> **Goal of the exercise**: Only a slice of the listing below is wanted. Retype the lines from the one containing "tire in the image above." through the one containing "nose in the image above.", exactly, both ends included.

^^^^^^^^^^^^^^^^

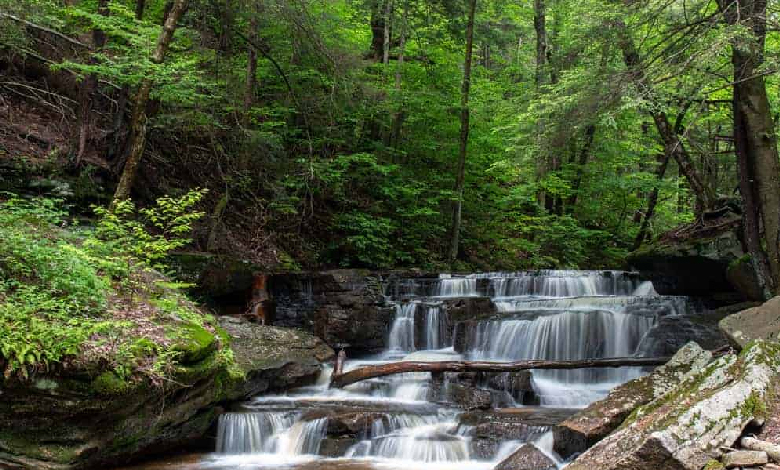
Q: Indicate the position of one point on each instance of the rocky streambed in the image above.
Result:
(281, 413)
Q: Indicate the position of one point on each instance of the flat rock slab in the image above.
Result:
(594, 423)
(527, 457)
(761, 322)
(686, 427)
(744, 458)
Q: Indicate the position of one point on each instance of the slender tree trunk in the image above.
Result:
(386, 32)
(89, 88)
(398, 116)
(140, 6)
(464, 134)
(250, 86)
(672, 143)
(139, 123)
(590, 133)
(755, 142)
(540, 26)
(652, 201)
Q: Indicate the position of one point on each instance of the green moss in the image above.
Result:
(193, 342)
(108, 383)
(714, 465)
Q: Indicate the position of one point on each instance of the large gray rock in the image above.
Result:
(595, 422)
(687, 426)
(274, 358)
(527, 457)
(761, 322)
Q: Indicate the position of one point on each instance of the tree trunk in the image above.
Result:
(464, 134)
(89, 87)
(540, 26)
(398, 116)
(673, 146)
(590, 133)
(755, 142)
(138, 124)
(250, 86)
(652, 202)
(371, 372)
(386, 32)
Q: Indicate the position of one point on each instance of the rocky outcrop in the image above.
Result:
(689, 425)
(699, 263)
(74, 420)
(490, 429)
(528, 457)
(595, 422)
(762, 322)
(273, 358)
(345, 308)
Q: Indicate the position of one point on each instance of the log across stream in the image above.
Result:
(341, 379)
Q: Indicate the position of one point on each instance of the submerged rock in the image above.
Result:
(527, 457)
(762, 322)
(595, 422)
(687, 426)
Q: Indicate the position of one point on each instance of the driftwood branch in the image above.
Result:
(370, 372)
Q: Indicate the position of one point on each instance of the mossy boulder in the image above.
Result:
(762, 322)
(686, 427)
(273, 358)
(594, 423)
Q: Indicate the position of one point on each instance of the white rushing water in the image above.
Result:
(411, 421)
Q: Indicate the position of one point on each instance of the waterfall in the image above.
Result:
(402, 332)
(435, 327)
(566, 336)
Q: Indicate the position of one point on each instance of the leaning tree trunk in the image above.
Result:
(652, 202)
(673, 145)
(464, 135)
(139, 122)
(755, 142)
(89, 88)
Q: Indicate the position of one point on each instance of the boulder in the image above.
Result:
(595, 422)
(686, 427)
(694, 265)
(274, 358)
(744, 458)
(528, 457)
(761, 322)
(490, 429)
(346, 308)
(73, 419)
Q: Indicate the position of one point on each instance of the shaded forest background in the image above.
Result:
(329, 132)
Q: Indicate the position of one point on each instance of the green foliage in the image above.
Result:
(124, 235)
(89, 298)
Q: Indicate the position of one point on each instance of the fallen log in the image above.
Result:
(371, 372)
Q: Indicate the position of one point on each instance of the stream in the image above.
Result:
(411, 421)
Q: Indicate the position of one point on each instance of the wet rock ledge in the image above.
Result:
(74, 420)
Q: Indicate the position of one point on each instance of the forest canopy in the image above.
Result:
(472, 134)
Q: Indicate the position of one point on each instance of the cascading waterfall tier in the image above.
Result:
(554, 315)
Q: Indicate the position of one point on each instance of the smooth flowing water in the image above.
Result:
(409, 421)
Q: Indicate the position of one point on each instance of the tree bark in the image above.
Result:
(464, 135)
(652, 202)
(398, 116)
(250, 86)
(590, 133)
(371, 372)
(673, 146)
(138, 124)
(386, 32)
(89, 87)
(755, 142)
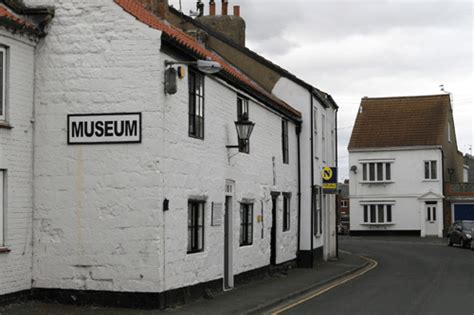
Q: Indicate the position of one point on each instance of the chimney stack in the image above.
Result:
(236, 10)
(157, 7)
(231, 26)
(225, 5)
(212, 8)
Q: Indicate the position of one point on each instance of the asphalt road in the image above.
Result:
(412, 277)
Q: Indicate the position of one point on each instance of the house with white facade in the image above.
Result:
(21, 29)
(133, 172)
(401, 152)
(225, 34)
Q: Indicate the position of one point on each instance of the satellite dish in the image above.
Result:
(208, 66)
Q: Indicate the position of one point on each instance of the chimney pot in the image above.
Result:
(225, 5)
(236, 10)
(212, 8)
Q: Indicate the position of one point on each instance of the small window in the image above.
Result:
(2, 192)
(284, 136)
(388, 171)
(196, 104)
(377, 213)
(323, 138)
(195, 226)
(286, 211)
(3, 53)
(449, 132)
(373, 214)
(376, 172)
(431, 170)
(246, 224)
(317, 215)
(315, 132)
(242, 114)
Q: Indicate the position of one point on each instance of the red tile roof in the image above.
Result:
(137, 10)
(401, 121)
(16, 20)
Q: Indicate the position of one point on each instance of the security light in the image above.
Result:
(206, 66)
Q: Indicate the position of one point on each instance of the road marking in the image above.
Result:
(330, 286)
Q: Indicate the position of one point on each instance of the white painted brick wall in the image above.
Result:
(99, 222)
(16, 146)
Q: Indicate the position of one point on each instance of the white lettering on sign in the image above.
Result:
(104, 128)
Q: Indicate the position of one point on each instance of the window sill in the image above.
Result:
(378, 224)
(377, 183)
(195, 252)
(4, 250)
(246, 245)
(5, 125)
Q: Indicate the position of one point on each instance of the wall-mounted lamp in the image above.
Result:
(244, 129)
(206, 66)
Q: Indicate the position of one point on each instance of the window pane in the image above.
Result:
(433, 170)
(381, 214)
(2, 80)
(380, 171)
(388, 175)
(372, 171)
(389, 213)
(372, 213)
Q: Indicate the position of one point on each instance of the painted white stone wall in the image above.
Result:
(16, 146)
(323, 155)
(253, 176)
(409, 190)
(99, 222)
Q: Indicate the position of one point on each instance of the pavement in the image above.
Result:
(413, 276)
(250, 298)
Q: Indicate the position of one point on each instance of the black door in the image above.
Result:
(273, 241)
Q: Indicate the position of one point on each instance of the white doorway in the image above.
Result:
(228, 235)
(431, 218)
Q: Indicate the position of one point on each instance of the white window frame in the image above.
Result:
(323, 137)
(430, 170)
(366, 170)
(377, 220)
(315, 132)
(2, 207)
(449, 132)
(3, 115)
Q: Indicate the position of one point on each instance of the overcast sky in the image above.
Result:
(352, 49)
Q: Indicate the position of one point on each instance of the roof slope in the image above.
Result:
(16, 17)
(140, 13)
(325, 98)
(401, 121)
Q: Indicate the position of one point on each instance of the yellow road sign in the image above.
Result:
(330, 186)
(327, 173)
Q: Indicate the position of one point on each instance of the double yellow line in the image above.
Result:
(330, 286)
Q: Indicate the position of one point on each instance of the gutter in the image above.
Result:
(312, 179)
(298, 134)
(337, 213)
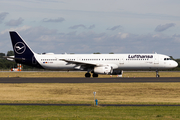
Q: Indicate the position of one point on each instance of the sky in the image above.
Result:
(89, 26)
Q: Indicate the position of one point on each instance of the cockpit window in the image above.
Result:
(167, 59)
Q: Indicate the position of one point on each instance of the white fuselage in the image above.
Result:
(117, 61)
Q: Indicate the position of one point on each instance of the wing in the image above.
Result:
(82, 63)
(86, 65)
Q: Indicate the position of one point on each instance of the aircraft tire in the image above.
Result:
(87, 75)
(95, 75)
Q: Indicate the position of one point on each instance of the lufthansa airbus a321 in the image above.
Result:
(111, 64)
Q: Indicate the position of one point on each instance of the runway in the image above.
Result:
(88, 80)
(117, 105)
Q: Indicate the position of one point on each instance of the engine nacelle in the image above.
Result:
(103, 70)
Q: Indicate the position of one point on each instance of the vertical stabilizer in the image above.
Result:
(23, 53)
(21, 49)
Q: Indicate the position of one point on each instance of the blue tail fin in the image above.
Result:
(23, 53)
(21, 49)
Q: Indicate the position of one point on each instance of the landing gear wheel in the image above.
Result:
(157, 75)
(95, 75)
(87, 75)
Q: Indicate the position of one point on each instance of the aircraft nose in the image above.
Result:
(175, 64)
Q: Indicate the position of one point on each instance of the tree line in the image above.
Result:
(7, 65)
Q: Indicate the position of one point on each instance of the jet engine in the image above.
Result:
(103, 70)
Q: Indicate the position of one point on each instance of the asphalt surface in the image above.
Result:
(87, 80)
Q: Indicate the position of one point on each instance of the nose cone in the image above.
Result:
(174, 64)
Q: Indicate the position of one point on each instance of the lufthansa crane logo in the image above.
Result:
(19, 48)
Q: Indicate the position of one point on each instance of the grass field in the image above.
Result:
(88, 113)
(81, 74)
(113, 93)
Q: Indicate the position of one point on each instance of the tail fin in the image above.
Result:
(21, 49)
(23, 53)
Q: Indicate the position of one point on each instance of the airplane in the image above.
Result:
(110, 64)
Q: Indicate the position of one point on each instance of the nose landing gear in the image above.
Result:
(157, 74)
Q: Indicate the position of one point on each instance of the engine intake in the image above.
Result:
(103, 70)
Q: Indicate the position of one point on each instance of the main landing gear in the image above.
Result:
(157, 74)
(88, 75)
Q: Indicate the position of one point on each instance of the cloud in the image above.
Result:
(161, 28)
(91, 27)
(23, 28)
(60, 19)
(77, 26)
(115, 28)
(2, 16)
(15, 22)
(42, 39)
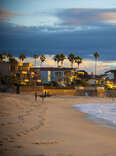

^^^^^^^^^^^^^^^^

> **Reply to the exercise**:
Q: Indicate the position of one point on each instance of the aircraft tire in the image above.
Result:
(87, 75)
(95, 75)
Q: Indicate the position of one point on each instance of the lufthansa airbus a321 in the image above.
Result:
(111, 64)
Q: Indicate the position of one point on each instance of the runway in the image above.
Result:
(88, 80)
(117, 105)
Q: Indicate the position of one point on each instance of the engine nacelle in the image above.
Result:
(103, 70)
Q: Indicate the position of one point on each instance of the vertical stabilizer in the image above.
Result:
(23, 53)
(21, 49)
Q: Indicate the position of one point on each instance of the blue tail fin in the image above.
Result:
(23, 53)
(21, 49)
Q: Indicate the position of one point on each instance of the landing gear wheel in the image above.
Result:
(157, 75)
(95, 75)
(87, 75)
Q: Indicate the position of one point on each instance of the aircraft nose in the image above.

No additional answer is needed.